▸ **Action item**: Your job with the data below is to output exactly the lines from the one holding "# rings of one" down to the one holding "Now draw the", both included, and no others.

(Source data)
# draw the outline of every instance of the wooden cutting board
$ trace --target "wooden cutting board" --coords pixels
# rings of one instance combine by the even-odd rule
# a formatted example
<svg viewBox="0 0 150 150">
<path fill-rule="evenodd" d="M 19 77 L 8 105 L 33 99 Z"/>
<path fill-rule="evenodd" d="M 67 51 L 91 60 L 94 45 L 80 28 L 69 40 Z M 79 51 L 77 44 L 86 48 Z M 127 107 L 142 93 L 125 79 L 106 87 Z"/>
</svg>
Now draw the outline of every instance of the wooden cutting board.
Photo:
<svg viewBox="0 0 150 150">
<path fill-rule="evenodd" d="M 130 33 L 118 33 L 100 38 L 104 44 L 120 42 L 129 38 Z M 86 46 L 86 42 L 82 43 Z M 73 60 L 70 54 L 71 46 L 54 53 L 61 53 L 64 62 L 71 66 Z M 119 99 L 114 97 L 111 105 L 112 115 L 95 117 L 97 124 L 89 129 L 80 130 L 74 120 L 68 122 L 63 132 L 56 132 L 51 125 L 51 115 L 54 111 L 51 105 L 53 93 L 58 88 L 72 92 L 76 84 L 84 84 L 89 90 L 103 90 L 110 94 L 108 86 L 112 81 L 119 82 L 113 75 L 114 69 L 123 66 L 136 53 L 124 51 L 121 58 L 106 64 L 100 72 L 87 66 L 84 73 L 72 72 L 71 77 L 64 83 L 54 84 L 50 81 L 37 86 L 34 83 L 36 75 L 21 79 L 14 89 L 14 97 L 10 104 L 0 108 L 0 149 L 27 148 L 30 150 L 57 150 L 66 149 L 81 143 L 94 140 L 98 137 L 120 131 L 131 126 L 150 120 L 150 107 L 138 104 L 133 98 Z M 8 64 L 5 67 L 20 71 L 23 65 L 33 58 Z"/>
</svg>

▸ **Solution to the problem**:
# rings of one instance combine by the even-odd rule
# a formatted example
<svg viewBox="0 0 150 150">
<path fill-rule="evenodd" d="M 19 77 L 8 105 L 33 99 Z"/>
<path fill-rule="evenodd" d="M 67 51 L 91 60 L 94 45 L 80 28 L 69 40 Z M 79 51 L 77 44 L 86 48 Z M 127 107 L 142 93 L 125 79 L 106 87 Z"/>
</svg>
Now draw the outline of every instance of the wooden cutting board.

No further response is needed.